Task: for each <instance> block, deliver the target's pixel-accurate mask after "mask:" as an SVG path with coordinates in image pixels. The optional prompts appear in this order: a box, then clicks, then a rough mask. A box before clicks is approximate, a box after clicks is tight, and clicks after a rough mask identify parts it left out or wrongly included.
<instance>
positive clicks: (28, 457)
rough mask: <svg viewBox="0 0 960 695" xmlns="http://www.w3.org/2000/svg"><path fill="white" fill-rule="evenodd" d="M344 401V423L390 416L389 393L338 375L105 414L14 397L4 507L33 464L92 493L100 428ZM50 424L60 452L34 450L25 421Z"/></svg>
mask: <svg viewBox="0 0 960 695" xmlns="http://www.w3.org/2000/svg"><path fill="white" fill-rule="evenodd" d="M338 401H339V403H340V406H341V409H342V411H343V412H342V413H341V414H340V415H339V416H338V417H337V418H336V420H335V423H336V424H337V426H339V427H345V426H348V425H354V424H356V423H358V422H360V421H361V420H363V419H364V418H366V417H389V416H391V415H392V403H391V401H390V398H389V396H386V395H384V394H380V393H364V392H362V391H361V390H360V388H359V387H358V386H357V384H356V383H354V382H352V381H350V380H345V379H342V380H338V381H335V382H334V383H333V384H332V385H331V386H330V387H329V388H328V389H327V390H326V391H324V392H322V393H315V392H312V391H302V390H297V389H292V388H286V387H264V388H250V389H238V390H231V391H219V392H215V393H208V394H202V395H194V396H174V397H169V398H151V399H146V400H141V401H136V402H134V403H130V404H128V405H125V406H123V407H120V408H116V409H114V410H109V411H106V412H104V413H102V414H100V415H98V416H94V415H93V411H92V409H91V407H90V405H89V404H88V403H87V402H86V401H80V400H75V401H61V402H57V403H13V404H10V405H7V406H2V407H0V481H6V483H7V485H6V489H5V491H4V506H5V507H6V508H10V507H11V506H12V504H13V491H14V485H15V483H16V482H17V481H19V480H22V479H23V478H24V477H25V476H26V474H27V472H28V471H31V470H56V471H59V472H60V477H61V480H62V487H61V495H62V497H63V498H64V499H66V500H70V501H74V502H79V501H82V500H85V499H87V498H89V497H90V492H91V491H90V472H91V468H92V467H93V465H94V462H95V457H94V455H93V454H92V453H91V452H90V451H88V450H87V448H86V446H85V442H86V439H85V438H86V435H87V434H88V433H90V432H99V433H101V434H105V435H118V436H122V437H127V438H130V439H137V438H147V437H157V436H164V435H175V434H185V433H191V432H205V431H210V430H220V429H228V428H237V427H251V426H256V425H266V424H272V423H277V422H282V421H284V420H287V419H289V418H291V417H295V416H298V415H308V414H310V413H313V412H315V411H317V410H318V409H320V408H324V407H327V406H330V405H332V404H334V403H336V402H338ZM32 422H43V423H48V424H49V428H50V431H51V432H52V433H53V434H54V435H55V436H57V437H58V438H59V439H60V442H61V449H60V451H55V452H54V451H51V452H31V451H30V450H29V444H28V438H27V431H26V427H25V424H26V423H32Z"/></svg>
------------------------------------
Please copy the data word for word, from its very first line through the line containing "rough mask: <svg", including both of those lines.

Task: for each <instance> block, deliver the target's pixel-accurate mask after "mask:" as an SVG path with coordinates in image pixels. The optional prompts appear in this order: a box, then clicks, then a rough mask. A box before clicks is approximate, a box after clicks is tight, and clicks after a rough mask identify parts it left out or wrongly included.
<instance>
positive clicks: (28, 457)
rough mask: <svg viewBox="0 0 960 695" xmlns="http://www.w3.org/2000/svg"><path fill="white" fill-rule="evenodd" d="M344 401V423L390 416L389 393L338 375L105 414L14 397L4 507L33 464L92 493L100 428ZM50 424L60 452L34 450L25 421Z"/></svg>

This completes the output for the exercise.